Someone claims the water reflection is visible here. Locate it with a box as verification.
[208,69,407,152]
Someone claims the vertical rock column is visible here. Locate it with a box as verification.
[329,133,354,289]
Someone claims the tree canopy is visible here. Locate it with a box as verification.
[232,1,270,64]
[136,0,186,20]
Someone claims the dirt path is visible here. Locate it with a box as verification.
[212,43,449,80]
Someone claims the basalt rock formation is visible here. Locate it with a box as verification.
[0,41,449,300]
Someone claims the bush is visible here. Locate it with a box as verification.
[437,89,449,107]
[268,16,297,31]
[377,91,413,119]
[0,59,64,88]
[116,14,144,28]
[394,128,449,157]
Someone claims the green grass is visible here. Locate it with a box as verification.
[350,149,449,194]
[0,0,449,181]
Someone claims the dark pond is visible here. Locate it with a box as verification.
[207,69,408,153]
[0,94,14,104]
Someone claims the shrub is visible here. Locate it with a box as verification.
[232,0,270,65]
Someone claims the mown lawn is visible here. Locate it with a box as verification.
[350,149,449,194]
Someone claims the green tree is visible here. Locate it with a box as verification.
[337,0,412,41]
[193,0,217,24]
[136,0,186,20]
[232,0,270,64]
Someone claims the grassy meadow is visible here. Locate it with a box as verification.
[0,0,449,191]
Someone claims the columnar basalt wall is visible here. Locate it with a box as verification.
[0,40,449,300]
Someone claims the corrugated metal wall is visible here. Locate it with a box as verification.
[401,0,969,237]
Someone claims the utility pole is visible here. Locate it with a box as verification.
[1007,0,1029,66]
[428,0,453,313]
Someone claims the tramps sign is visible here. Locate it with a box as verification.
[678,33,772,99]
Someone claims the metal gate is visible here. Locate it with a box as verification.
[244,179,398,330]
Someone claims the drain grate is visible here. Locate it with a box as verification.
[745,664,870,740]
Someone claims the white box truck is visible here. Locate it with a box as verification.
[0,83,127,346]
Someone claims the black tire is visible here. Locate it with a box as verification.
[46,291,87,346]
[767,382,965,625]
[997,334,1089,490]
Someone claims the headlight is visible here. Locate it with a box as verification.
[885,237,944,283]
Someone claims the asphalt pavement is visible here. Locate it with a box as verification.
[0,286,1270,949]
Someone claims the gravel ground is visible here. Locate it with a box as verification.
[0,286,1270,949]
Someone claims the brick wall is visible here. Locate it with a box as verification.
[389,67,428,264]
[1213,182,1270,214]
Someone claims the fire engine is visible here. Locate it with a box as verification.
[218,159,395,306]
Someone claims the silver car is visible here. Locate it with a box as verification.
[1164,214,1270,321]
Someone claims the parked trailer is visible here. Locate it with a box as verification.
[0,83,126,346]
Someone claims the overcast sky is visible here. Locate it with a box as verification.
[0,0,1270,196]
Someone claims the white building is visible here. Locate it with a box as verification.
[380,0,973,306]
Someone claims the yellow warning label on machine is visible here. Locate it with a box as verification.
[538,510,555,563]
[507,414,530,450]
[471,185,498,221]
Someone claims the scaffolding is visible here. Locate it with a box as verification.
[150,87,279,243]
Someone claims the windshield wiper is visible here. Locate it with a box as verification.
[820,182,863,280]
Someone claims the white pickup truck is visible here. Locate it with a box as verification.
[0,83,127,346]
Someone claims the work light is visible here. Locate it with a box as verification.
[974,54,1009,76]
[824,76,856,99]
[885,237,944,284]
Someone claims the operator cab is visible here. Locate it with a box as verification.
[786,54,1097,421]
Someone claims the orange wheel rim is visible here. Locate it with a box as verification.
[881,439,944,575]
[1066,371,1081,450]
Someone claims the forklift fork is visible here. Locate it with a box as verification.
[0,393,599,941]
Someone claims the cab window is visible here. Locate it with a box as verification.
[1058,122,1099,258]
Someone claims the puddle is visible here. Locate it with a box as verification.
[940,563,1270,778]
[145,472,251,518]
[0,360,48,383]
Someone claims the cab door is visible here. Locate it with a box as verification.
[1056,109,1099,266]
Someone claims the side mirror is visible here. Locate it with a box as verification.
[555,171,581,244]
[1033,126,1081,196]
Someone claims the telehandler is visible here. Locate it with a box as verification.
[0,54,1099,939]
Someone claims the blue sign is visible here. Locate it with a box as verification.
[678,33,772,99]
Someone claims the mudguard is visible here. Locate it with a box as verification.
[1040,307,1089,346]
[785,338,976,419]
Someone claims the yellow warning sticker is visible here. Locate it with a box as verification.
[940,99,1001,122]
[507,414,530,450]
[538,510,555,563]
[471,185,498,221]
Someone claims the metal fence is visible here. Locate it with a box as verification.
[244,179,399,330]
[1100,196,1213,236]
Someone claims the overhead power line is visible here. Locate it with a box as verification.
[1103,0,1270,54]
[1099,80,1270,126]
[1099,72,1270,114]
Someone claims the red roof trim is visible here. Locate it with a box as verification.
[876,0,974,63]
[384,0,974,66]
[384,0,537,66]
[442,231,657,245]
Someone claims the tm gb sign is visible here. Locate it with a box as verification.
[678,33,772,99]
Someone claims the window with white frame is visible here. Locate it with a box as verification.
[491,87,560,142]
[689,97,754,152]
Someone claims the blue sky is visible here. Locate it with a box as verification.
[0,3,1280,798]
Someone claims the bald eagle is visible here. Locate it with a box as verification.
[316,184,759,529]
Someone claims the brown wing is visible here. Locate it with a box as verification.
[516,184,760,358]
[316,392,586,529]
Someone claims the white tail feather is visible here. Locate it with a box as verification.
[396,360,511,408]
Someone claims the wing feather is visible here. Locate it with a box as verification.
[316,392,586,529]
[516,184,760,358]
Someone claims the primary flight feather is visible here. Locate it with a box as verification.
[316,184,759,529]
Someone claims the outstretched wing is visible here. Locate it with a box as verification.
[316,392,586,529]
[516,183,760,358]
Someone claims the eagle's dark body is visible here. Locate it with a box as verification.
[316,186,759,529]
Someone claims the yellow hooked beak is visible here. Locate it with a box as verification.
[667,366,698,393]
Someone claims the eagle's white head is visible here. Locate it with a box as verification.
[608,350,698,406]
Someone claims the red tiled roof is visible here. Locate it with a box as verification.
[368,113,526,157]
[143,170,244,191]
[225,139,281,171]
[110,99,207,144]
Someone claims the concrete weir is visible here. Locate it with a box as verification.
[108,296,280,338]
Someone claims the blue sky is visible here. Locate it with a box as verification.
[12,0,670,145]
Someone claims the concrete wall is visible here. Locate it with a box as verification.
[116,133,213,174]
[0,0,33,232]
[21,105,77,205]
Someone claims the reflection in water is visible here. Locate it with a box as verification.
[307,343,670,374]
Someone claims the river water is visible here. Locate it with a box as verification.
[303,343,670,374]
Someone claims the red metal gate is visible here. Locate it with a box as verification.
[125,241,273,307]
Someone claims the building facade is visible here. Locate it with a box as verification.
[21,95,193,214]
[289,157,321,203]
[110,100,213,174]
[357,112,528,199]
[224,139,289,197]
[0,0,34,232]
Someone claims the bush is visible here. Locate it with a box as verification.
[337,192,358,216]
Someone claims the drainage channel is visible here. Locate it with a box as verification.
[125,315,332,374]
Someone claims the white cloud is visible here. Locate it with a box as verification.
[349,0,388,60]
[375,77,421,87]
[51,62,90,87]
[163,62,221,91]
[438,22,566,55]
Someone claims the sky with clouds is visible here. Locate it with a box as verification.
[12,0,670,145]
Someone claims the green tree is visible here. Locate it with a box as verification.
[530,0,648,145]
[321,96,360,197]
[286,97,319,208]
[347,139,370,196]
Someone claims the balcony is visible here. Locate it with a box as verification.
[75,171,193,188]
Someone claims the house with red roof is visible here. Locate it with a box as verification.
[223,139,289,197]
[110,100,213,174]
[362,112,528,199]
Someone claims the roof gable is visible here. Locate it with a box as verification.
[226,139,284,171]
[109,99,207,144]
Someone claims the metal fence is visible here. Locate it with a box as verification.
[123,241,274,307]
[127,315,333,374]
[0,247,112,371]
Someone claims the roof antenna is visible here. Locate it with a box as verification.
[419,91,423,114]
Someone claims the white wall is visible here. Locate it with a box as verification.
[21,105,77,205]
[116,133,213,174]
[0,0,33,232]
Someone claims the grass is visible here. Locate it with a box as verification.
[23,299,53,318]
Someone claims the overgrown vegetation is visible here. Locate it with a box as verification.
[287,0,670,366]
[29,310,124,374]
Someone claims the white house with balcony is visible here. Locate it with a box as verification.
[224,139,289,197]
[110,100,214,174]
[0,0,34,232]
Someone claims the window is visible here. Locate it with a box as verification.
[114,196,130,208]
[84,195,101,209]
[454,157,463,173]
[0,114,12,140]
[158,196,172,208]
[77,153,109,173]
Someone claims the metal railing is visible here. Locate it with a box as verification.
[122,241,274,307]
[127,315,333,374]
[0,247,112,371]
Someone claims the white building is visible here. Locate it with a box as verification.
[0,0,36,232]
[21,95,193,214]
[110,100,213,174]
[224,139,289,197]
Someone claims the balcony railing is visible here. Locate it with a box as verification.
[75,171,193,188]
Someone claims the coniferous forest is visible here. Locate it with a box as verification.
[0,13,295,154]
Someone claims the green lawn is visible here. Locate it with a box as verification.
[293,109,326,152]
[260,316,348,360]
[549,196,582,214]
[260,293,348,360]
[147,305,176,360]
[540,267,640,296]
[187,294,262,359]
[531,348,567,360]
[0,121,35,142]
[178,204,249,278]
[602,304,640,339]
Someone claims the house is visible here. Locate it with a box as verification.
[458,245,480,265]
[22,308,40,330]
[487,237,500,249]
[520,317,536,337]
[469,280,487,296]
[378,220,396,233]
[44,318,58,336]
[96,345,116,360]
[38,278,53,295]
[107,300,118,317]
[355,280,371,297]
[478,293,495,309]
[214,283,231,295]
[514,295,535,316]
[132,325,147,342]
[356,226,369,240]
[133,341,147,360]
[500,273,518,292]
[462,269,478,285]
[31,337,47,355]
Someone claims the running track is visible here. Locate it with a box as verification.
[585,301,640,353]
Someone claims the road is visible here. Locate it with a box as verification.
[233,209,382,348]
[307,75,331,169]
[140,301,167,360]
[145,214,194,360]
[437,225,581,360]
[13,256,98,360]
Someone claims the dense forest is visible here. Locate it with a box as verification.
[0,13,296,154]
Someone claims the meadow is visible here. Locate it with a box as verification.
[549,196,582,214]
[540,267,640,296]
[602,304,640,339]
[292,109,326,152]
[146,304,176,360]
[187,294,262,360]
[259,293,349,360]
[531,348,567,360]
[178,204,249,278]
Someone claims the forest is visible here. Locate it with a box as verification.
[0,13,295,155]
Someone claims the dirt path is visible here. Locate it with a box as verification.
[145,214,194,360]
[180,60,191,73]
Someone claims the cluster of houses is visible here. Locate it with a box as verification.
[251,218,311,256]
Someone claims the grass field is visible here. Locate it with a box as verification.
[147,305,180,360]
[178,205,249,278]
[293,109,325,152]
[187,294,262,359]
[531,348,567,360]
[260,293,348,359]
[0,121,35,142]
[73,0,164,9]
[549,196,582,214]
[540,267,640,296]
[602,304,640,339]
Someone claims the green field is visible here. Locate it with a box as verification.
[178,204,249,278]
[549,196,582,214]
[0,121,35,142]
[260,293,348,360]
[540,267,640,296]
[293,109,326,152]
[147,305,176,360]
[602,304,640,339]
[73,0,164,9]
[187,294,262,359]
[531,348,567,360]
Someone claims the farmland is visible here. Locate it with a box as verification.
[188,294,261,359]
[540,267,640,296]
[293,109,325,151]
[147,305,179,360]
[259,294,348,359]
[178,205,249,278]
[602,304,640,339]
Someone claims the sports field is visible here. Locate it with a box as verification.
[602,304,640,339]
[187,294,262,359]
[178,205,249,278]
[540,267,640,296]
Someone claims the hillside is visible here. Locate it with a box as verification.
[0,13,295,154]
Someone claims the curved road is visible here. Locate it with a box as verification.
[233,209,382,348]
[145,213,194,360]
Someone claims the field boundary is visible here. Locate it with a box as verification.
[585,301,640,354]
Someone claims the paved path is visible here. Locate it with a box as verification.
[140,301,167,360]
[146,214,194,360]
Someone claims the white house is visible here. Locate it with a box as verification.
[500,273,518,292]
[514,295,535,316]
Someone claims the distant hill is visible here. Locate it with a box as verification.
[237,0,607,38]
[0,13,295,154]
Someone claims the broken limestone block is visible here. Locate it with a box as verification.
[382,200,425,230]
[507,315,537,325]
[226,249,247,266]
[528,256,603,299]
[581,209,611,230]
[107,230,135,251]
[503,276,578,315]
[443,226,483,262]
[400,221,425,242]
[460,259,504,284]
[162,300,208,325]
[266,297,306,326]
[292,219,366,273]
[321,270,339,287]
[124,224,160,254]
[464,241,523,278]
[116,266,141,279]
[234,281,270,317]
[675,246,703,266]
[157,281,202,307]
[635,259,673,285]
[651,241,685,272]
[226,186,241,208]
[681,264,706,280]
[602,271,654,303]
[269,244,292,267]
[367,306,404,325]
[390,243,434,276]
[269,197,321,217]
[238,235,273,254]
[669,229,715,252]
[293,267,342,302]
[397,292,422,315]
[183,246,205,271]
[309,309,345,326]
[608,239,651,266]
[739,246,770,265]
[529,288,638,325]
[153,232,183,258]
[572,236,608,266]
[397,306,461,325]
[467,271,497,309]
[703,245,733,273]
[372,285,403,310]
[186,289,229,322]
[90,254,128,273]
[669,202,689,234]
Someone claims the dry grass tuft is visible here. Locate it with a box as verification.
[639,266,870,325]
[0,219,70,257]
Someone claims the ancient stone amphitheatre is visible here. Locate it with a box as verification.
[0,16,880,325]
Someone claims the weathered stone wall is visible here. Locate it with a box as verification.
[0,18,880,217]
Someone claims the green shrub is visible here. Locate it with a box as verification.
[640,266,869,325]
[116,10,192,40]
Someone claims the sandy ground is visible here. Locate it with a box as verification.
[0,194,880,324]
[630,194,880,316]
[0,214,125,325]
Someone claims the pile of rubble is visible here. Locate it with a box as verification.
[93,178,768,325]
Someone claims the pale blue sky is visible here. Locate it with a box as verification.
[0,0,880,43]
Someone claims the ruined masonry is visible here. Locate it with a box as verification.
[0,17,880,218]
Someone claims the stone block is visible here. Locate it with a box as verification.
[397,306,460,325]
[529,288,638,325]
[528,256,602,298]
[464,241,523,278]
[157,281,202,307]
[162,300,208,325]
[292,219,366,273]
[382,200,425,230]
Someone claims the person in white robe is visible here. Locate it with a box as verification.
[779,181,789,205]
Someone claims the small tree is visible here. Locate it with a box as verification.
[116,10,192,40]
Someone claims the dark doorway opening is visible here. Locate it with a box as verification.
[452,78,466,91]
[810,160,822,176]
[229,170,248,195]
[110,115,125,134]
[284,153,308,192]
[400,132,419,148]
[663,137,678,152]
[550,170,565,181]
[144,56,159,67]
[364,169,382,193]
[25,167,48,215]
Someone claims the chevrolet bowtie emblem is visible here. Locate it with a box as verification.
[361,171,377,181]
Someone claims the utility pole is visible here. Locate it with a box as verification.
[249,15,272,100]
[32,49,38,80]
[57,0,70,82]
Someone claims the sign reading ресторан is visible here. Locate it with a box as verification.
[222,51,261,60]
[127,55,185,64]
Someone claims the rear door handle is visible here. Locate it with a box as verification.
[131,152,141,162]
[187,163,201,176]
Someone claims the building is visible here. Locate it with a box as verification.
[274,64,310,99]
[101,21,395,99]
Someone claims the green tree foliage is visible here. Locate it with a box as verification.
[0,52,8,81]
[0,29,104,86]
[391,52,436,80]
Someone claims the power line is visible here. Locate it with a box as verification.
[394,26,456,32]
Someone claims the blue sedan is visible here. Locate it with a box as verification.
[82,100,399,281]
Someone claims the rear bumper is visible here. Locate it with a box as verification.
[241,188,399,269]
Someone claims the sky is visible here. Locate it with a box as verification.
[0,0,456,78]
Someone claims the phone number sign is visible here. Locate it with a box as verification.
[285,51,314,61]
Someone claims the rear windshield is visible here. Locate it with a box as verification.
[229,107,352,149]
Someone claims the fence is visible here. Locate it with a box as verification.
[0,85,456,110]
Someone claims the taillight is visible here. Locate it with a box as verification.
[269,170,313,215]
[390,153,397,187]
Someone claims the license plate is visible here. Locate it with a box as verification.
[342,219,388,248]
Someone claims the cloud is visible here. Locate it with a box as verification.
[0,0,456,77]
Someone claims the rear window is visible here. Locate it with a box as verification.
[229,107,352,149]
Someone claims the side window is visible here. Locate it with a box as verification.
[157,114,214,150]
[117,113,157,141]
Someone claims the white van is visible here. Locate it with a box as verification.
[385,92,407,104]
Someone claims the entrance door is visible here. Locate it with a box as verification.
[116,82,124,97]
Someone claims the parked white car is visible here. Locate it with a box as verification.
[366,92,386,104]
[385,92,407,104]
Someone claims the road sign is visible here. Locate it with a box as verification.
□ □ □ □
▸ Aim: Rewrite the part of the items that opens with the first line and closes with the line containing "[232,0,270,65]", replacing "dirt path" with "gravel path" and leaving everything else unchanged.

▸ Written reply:
Someone claims the water reflection is visible here. Locate it with a box as verification.
[208,69,407,152]
Someone claims the vertical rock column is visible here. Locate it with a box as verification.
[329,133,354,289]
Someone claims the tree canopy is visible here. Locate it with a box as verification.
[232,1,270,64]
[136,0,186,20]
Someone claims the gravel path is visible here. Locate it with a box as verification.
[212,43,449,80]
Someone claims the basalt rock formation is visible here. Locate it with a box as verification.
[0,41,449,300]
Someone claims the bush is visible here. Locate it with a box as verification.
[437,89,449,107]
[268,16,297,31]
[377,91,413,119]
[0,59,64,88]
[116,14,144,28]
[394,128,449,157]
Someone claims the green grass is visible here. Locate it with a box as verification.
[350,149,449,194]
[0,0,449,181]
Someone claims the dark pond is visible here. Locate it with a box as verification.
[207,69,408,153]
[0,94,14,104]
Someone claims the shrub is visible here. Locate it with a box as verification.
[232,0,270,65]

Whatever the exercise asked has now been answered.